Pick out every line in the listing below that contains the word "striped" and copy each of those lines.

====== RECORDS FOR THE EXERCISE

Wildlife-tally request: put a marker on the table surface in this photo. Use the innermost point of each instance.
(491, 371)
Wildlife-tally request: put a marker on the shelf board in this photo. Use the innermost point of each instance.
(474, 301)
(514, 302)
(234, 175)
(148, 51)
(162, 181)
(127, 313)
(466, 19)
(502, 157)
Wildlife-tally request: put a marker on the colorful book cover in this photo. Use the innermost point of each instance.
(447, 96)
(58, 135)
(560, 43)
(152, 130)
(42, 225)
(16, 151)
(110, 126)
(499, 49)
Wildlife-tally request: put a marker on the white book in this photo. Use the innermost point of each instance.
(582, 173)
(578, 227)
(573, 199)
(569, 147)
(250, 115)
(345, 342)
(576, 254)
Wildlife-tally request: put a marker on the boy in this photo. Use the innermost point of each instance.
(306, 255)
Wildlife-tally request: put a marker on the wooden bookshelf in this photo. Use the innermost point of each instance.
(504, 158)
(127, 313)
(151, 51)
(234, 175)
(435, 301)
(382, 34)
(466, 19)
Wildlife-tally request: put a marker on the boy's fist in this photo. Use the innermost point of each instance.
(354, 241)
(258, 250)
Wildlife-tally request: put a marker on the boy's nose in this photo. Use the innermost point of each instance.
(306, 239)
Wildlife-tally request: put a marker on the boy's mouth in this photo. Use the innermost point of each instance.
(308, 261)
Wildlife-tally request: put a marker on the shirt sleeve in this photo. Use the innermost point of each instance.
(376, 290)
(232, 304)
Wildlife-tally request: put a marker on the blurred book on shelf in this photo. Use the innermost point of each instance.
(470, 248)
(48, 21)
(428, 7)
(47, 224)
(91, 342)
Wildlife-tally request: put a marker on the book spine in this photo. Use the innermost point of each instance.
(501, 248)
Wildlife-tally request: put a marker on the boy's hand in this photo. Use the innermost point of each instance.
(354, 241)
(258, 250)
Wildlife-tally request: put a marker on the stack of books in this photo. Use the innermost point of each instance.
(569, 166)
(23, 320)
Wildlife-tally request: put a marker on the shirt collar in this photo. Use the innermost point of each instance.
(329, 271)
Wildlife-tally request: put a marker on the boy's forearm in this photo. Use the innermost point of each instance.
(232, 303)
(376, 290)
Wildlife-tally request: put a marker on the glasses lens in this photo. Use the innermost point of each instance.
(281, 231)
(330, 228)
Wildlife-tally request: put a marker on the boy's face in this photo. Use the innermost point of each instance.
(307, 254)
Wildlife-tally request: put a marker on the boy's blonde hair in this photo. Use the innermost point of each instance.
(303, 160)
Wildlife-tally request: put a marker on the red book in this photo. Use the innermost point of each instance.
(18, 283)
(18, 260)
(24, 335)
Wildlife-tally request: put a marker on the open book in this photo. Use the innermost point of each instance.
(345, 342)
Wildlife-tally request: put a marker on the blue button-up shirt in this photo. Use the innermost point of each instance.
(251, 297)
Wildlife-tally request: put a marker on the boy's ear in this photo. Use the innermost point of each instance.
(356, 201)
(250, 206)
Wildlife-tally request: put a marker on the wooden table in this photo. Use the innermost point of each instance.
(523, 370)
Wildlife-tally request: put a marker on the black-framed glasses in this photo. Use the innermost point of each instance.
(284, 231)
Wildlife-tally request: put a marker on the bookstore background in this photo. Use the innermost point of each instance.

============
====== RECORDS FOR THE EXERCISE

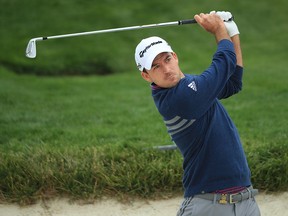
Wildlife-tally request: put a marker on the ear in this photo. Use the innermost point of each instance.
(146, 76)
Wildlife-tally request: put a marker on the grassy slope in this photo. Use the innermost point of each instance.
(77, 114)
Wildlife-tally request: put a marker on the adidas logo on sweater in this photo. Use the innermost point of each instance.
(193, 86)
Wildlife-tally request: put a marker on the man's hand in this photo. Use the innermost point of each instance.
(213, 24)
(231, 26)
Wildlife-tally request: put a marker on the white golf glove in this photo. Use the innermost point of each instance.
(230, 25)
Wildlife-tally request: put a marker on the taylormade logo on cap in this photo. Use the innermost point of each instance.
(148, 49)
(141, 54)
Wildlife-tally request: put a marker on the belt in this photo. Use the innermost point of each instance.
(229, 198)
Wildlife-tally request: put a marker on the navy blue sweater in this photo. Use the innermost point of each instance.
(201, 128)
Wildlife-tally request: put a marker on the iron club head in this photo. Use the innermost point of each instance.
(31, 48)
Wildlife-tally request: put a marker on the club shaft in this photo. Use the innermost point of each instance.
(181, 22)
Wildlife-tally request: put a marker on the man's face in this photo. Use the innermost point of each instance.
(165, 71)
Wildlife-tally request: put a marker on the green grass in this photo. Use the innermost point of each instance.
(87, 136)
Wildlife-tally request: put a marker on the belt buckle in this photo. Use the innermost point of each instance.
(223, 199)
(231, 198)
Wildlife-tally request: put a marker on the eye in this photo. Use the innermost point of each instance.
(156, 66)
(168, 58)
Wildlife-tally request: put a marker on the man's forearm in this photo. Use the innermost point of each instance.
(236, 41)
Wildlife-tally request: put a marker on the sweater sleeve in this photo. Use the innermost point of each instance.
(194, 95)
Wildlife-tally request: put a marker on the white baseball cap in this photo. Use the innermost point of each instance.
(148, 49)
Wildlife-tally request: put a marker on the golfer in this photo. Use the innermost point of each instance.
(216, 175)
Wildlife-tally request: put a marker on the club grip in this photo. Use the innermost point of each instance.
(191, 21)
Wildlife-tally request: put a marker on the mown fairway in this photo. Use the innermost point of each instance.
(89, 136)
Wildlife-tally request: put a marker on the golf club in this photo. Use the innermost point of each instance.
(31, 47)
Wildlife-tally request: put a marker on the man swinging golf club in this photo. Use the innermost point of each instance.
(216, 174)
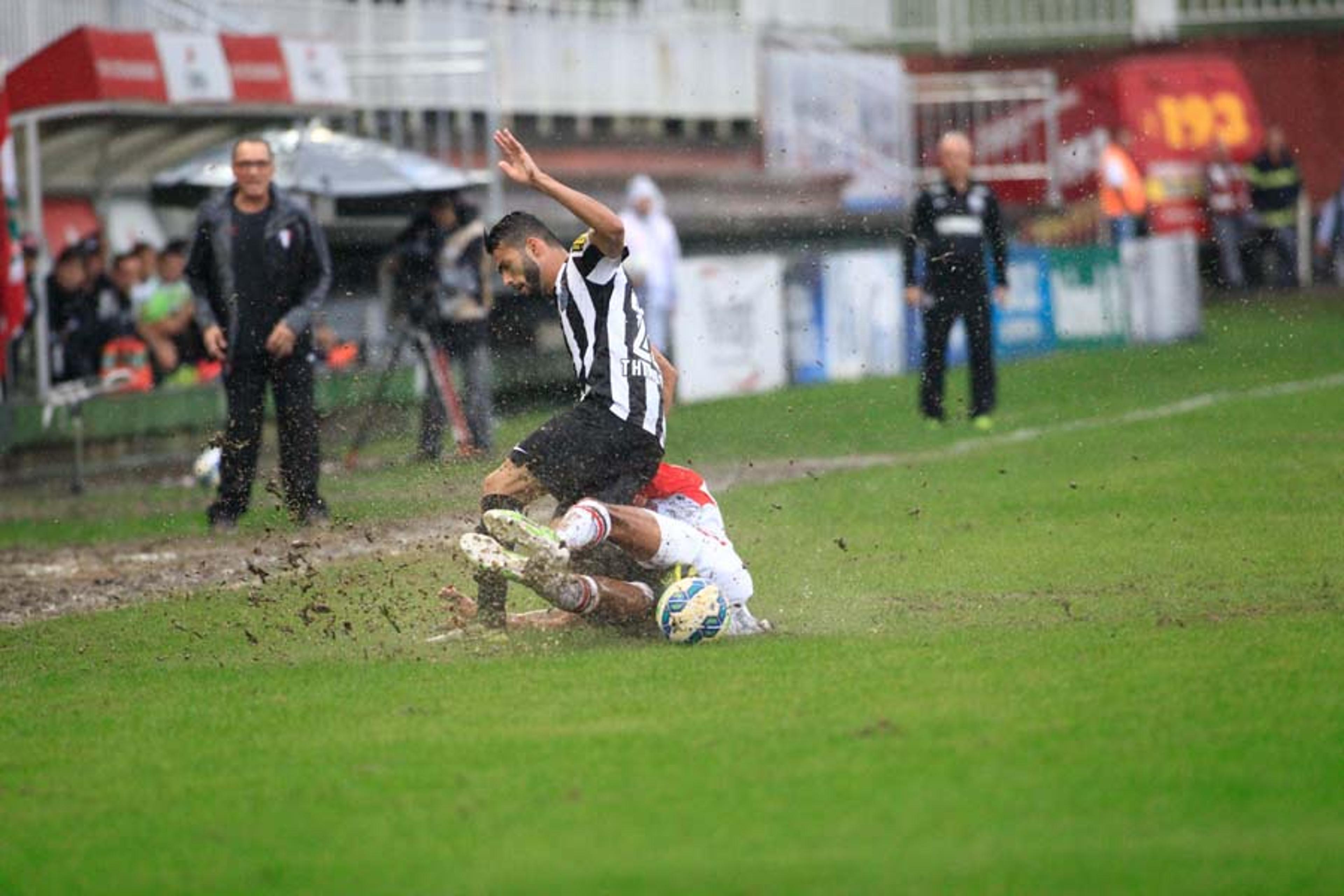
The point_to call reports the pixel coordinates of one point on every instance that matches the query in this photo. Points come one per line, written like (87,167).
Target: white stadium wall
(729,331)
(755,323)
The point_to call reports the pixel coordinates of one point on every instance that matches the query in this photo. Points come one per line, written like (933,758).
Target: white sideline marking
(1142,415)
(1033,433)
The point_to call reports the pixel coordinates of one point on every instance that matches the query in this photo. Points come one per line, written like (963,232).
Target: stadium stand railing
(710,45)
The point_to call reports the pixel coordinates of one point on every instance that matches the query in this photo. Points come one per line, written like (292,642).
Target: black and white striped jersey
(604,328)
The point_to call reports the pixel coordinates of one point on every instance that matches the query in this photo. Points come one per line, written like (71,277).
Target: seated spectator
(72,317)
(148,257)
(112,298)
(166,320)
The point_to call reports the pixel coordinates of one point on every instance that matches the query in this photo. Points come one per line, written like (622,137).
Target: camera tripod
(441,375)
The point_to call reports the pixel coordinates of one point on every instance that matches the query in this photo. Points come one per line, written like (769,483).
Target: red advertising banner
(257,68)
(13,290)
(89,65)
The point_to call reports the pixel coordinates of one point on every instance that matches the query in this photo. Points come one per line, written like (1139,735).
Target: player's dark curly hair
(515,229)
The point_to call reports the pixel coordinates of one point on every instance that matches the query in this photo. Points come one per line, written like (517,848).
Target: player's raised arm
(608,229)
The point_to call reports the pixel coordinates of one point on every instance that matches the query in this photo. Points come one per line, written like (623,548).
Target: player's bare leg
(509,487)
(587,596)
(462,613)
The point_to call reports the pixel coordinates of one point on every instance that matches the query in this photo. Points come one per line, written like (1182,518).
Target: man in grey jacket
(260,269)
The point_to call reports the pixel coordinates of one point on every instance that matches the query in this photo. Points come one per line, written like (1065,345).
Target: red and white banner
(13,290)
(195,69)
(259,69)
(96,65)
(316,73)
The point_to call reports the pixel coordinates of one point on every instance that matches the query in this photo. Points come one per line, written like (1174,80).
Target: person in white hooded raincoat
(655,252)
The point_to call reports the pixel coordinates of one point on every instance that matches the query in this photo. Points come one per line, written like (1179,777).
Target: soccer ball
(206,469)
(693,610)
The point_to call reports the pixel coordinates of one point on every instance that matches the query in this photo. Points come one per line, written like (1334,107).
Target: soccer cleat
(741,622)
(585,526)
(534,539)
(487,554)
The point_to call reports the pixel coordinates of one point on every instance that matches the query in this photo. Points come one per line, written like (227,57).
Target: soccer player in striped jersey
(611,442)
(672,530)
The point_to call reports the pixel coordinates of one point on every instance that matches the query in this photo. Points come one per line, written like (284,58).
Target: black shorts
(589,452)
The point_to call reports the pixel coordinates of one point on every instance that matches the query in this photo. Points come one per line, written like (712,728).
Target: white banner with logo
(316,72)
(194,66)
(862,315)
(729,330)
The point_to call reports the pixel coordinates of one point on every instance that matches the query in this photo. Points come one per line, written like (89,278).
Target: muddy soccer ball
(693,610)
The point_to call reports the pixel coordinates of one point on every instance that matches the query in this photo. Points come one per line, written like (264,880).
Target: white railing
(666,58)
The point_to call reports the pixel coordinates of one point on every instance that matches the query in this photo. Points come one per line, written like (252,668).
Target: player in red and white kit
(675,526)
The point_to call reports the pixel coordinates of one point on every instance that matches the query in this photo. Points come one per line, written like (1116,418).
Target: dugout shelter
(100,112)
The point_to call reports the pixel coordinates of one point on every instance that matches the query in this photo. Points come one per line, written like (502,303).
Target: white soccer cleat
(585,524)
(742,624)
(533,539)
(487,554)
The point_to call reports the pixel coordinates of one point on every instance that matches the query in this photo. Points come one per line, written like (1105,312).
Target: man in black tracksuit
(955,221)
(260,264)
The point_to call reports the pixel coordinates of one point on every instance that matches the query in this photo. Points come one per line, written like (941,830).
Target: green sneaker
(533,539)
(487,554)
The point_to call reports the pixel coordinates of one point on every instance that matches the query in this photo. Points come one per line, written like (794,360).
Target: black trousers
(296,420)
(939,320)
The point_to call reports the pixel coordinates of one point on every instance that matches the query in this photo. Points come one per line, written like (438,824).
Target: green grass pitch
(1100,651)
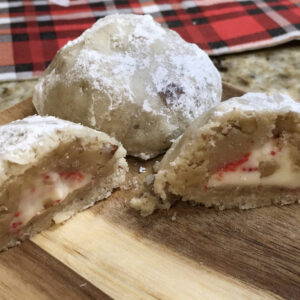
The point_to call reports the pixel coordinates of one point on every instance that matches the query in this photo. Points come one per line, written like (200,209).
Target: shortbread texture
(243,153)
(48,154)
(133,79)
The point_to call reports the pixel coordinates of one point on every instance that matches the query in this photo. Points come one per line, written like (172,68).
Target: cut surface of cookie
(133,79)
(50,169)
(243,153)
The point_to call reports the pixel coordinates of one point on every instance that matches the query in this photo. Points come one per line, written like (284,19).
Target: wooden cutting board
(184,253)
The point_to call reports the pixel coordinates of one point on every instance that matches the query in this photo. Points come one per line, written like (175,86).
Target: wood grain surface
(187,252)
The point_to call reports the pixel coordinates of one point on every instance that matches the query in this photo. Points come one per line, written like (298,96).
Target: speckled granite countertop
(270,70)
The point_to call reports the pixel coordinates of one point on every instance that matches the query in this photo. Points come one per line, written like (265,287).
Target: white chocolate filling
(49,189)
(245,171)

============
====== RECORDS FOR THE EXERCISE

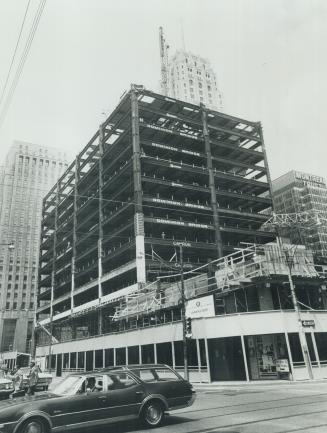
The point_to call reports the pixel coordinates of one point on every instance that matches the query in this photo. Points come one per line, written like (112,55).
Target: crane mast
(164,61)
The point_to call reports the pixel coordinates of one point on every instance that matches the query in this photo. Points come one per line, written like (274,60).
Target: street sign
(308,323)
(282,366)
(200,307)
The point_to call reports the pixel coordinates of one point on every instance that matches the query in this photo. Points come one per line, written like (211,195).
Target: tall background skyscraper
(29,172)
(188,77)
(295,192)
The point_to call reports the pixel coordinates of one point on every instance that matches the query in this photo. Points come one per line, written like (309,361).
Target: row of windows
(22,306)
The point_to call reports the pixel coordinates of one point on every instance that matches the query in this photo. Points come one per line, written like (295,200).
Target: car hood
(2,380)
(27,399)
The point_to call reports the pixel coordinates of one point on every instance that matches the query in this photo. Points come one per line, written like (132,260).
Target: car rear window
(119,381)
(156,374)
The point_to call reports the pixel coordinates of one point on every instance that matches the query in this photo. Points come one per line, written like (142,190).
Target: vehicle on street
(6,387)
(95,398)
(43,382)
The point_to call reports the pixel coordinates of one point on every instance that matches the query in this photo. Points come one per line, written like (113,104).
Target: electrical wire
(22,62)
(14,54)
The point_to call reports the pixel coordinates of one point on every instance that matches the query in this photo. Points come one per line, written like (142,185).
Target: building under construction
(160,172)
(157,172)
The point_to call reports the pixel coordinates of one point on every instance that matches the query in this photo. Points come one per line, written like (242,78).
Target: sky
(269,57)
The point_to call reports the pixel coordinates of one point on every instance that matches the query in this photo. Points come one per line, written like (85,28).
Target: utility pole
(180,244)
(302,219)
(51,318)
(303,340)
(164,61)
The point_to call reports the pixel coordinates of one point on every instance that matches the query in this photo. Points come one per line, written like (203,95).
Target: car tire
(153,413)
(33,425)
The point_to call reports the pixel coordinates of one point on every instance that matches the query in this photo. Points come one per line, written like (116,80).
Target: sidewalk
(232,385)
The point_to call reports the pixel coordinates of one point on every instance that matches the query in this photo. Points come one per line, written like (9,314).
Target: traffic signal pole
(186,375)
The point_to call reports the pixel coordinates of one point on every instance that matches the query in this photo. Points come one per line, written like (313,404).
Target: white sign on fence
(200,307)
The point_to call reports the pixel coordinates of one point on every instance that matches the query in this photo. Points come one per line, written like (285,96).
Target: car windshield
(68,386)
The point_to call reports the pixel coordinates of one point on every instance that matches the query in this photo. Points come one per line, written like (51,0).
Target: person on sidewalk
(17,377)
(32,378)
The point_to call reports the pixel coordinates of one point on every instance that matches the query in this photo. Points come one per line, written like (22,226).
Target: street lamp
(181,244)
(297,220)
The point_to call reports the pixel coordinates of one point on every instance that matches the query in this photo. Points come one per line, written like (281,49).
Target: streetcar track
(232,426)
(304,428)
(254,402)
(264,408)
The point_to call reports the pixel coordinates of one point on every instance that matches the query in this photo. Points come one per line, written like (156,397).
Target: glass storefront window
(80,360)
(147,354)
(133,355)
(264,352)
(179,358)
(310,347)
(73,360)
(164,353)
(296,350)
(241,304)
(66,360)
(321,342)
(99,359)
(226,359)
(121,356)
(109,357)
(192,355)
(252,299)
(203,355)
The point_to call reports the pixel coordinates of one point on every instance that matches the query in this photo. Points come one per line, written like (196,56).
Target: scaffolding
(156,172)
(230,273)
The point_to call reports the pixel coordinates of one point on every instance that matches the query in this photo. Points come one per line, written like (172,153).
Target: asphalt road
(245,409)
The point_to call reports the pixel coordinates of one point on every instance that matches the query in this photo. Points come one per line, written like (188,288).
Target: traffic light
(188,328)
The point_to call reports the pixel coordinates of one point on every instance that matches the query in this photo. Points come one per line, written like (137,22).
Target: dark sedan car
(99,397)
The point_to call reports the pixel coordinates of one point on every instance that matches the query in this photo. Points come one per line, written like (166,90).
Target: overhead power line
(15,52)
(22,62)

============

### FINISHED ANSWER:
Target: black and white striped jersey
Target: soccer player in striped jersey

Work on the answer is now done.